• Text excerpt
ESG issue and explanation

We reviewed a potential opportunity with a US-based pet food company. 

We liked this company for its long-term growth potential and fair valuations, and considered investing in it in several of our Concentrated Growth portfolios. Before deciding whether to invest, however, we wanted to review the company’s approach to ensuring quality in its operations.  

In 2014, the company faced a lawsuit alleging false advertising. The company’s advertising centered around a theme called “True Promise” which stated that the company’s products are “formulated with the finest natural ingredients”. The claim cited that certain pet food produced by  the company contained  poultry by-product meal and artificial preservatives.The claim also cited that certain of the company’s “grain-free” products contained grain.

On May 6, 2015, the company admitted  in court that a “substantial” and “material” portion of its pet food indeed contained poultry by-product meal,  contrary to how the products were advertised. To settle, the company paid $32 million into a settlement fund.

• List of tasks
**a)** Copy out the passage on the pet food company from the words "We liked this" through "approach to ensuring quality in its operations.", swapping "valuations" for "prices".
**b)** Supply the next part of the passage on the pet food company, picking up after its final sentence.

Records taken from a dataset

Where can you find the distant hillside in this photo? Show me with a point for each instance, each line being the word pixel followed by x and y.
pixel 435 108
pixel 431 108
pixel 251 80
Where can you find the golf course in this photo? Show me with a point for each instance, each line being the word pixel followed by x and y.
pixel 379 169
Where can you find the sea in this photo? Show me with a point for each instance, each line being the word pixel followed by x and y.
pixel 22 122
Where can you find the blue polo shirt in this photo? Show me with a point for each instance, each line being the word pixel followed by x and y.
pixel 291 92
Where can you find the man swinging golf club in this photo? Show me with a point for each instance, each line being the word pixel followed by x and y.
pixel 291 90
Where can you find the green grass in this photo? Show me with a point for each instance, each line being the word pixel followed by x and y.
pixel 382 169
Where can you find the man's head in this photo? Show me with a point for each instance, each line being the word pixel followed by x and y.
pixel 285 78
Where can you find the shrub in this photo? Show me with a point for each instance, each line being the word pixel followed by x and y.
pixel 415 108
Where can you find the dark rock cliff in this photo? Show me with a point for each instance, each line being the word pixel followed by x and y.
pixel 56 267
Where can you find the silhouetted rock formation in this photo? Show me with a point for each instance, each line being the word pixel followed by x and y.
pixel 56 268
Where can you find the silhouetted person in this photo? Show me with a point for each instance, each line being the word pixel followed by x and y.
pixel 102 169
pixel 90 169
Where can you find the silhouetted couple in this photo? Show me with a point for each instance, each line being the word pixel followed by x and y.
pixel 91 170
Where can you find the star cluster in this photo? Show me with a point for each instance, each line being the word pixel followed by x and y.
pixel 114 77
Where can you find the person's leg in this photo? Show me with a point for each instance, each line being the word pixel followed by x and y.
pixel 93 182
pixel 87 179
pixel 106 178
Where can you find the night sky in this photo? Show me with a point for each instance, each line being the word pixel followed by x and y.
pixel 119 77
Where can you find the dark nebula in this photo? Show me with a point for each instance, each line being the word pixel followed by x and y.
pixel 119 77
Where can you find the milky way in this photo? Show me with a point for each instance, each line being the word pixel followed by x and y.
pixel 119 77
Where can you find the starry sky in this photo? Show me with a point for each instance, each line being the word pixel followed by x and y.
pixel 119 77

• Responses for each task
**a)**
We liked this company for its long-term growth potential and fair prices, and considered investing in it in several of our Concentrated Growth portfolios. Before deciding whether to invest, however, we wanted to review the company’s approach to ensuring quality in its operations.

**b)**
The principles of food safety applies to pets, too: The Food and Drug Administration (FDA) requires that all pet foods be safe to eat, produced under sanitary conditions, contain no harmful substances, and, importantly in this case, be truthfully labeled. 

Impact on investment decision or performance

To gain more clarity on the issue above, we met with the company to evaluate its business practices. In August 2017, we met with the CFO. We discussed strategy and supply chain management as it relates to safety and quality, and also discussed the false advertising settlement. We specifically wanted to know what the company had done to improve their products since.   

The CFO informed us that a big part of the issue was the company’s use of external suppliers. Following the lawsuit, the company stopped using the supplier that had been responsible for the sub-par ingredients. The supplier was later indicted for fraud. To avoid similar issues in the future, the company tightened its standards around raw material supply, with the company now directly responsible for the procurement of all raw material and pricing. 

While food by nature always has some risk, we believed the company had substantially improved its practices to the degree  that the risk of a future food safety issue was manageable. In September 2017, we established a position in this company based on our satisfaction with management’s response to both this issue as well as several others that fell outside the ESG realm.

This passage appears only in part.